## [Belge alıntısı]

Gerçek
‘‘Yalnız kalmaktan korkmuyor musun?” bu soruyu soran arkadaşım; yaşı, kariyeri, kalitesi ve insanlığı ile önemli biri olunca, konuyu irdelemenin faydalı olacağını düşündüm.
Annesi rahmetli olunca, yalnız kaldığını, babası ölürse yalnız kalacağı endişelerini, korkularını taşıyan, bu durum her hallerinden belli olan, fikirlerine ve kendilerine önem verdiğim arkadaşlarımın bu durumlarına fener tutarak aydınlatmanın yararlı olacağını zannediyorum.
Nice insanlar büyük kalabalıkların arasında, içinde, yalnızları yaşarlar. Bir çokları da kendi içinde hep yalnızdırlar. Bir türlü gönlümüze, ruhumuza eşlik edecek ikizimizi bulamayız? Neden acaba?
Kadir ismindeki bir dostum şöyle dedi; paylaşmak eşittir mutluluk, yaş altmışaltı…Paylaş abi elini tutan mı var? Var, paylaşamaz çünkü elini tutan var, İÇİNDEKİ…Paylaşmayı nedense genellikle para ve mal olarak görürüz. Zamanını, sohbetini, aklını, gönlünü, bedenini, ruhunu, emeğini, üretimini, acını, tatlını vb. paylaşmak için pek fazla para ve mala da ihtiyaç yok. Paylaşırsak bitecek diye korkarız, kaybetmekten korkarız, yalnız kalmaktan korkarız, grubun dışına itilmekten korkarız, ben bunları ne bedeller karşılığı öğrendim kazandım bedavaya niye vereyim diye düşünürüz, kıymet bilmez der veremeyiz.
Korkularımızın temelinde; yaradılış ile beraber geliştiremediğimiz özgüven eksikliğimiz ve arızalarımız yatmaktadır. Kendimizi yeterli büyütememek, ergin insana gayretle yol alamamak, almak istememek var.
Çok uzun planlar ve garantilere yoğun şekilde çalışırken, yakını, önünü ve bugünü görememek, yaşayamamak var. Uzun vadeli planlarla garantiye yol alırken, erişememe endişesi ile beraber, yolculuk boyunca kaybedilenlerin gittikçe artması, kaçırılanların büyümesi var. Uzun vadeli büyük hedefleri elde etmeye çalışırken, kişinin kendisini unutması, büyütememesi, atı alanın Üsküdar’ı geçmesi, geçti bor’un pazarı sür eşeğini Niğde’ye durumu, Dimyata pirince giderken evdeki bulgurdan olma vaziyetleri…
Genellikle, mal para ve yakınımızdakilere yatırım yaparız, kendimize yatırım yapmayı unuturuz. Yatırım yaptıklarımız, bizi yatıra yatıra gömerler, anlayamayız, anlamak istemeyiz (istisnalar kaideyi bozmazmış!!) . Çevremizde gördüğümüz bu durumlar daha da korkmamıza neden olur zamanla. Farkına vardığımızda; işin işten geçmiş olması, korkularımızın ecele fayda etmediğini anlarız anlamasına ama artık çok geçtir.

Bir veri kümesinden alınan öğeler:
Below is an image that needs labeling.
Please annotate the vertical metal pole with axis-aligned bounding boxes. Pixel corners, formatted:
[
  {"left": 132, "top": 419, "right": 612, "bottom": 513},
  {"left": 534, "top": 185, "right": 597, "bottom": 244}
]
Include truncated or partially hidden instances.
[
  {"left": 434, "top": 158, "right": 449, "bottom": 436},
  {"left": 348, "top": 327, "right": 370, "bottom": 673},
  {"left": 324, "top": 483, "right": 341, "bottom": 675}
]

...

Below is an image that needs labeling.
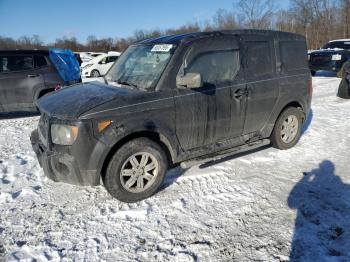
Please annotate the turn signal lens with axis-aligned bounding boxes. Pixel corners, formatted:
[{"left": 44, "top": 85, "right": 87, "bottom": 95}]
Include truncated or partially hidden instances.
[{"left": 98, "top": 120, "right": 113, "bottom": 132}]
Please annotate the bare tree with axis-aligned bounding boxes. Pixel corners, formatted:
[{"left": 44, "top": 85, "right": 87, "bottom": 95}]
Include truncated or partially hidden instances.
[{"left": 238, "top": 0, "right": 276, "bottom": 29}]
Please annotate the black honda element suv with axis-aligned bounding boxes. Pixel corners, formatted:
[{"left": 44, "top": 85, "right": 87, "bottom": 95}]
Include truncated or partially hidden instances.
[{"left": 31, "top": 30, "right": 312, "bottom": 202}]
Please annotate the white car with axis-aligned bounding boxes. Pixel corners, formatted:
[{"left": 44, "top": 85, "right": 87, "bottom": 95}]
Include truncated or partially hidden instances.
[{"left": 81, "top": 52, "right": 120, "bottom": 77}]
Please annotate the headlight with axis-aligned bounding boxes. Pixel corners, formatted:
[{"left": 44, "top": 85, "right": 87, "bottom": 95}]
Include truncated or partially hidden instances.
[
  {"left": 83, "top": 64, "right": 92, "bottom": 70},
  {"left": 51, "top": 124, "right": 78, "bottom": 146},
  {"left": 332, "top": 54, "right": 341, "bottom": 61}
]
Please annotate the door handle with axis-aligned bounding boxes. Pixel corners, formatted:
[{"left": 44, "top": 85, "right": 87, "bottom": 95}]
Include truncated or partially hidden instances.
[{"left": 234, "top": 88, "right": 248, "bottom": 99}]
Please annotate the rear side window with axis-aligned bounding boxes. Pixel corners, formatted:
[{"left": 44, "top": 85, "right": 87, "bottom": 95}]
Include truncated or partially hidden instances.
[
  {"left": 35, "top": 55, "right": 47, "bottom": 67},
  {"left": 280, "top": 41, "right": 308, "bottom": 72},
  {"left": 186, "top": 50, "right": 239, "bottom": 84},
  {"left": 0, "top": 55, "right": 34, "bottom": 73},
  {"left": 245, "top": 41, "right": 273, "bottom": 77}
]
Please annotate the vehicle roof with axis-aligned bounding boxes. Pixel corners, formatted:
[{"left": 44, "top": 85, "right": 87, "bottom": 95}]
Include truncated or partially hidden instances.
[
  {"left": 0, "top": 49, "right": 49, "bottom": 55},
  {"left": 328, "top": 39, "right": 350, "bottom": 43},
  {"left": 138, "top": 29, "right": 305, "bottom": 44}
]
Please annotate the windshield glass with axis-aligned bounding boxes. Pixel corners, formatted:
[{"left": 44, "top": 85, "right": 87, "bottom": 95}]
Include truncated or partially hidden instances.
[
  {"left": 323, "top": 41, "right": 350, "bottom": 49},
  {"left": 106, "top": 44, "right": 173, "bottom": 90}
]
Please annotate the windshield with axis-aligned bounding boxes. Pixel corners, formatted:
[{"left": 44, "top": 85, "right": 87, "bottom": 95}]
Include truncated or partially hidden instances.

## [Yönergeler]
A) Yalnızlık üzerine yazıda "Nice insanlar büyük" sözlerinden "bilmez der veremeyiz." sözlerine kadar uzanan kısmı birebir yeniden yazın.
B) Yalnızlık üzerine yazıda Kadir isimli dost, paylaşmanın neye eşit olduğunu söylüyor?
C) Lütfen yalnızlık üzerine yazıyı kaldığı yerden sürdürün.

## [Görev yanıtları]
A)
Nice insanlar büyük kalabalıkların arasında, içinde, yalnızları yaşarlar. Bir çokları da kendi içinde hep yalnızdırlar. Bir türlü gönlümüze, ruhumuza eşlik edecek ikizimizi bulamayız? Neden acaba?
Kadir ismindeki bir dostum şöyle dedi; paylaşmak eşittir mutluluk, yaş altmışaltı…Paylaş abi elini tutan mı var? Var, paylaşamaz çünkü elini tutan var, İÇİNDEKİ…Paylaşmayı nedense genellikle para ve mal olarak görürüz. Zamanını, sohbetini, aklını, gönlünü, bedenini, ruhunu, emeğini, üretimini, acını, tatlını vb. paylaşmak için pek fazla para ve mala da ihtiyaç yok. Paylaşırsak bitecek diye korkarız, kaybetmekten korkarız, yalnız kalmaktan korkarız, grubun dışına itilmekten korkarız, ben bunları ne bedeller karşılığı öğrendim kazandım bedavaya niye vereyim diye düşünürüz, kıymet bilmez der veremeyiz.

B) Mutluluğa.

C)
Arkadaşlar, hiç kimse için tek seçenek olmadığınız gibi kimse içinde siz tek seçenek olmayın, her ikinizin iyiliği için…
Yazımın başında ki soruya ne cevap verdiğimi merak ediyorsanız, verdiğim cevap: KORKMUYORUM.
Kendini Bilmenin kendini kendi aklınla yönetebilmenin erdemini, hayatın ölümlü olduğunu biliyorum. Yazmanın, benim öğrendiklerimin benimle beraber öteki tarafa gitmemesini düşündürdüğü için ve birilerine faydalı olabilme şansını bana tanıdığı ölçüde içimde hissettirdiği huzur ise paha biçilemez bir hazine.
Yazılarımda önerdiklerim; ders çalışarak ve uygulama sonucu olumlu neticeler aldığım, kendini bilme ve yönetme tecrübeleridir.
İnsanın en büyük dostu ve düşmanı kendisidir. Kendinizin, iyi, bilinçli ve akıllı dostunuz olmasını öneririm ( yüksek egolar, bencillik, narsistlik vs. değil).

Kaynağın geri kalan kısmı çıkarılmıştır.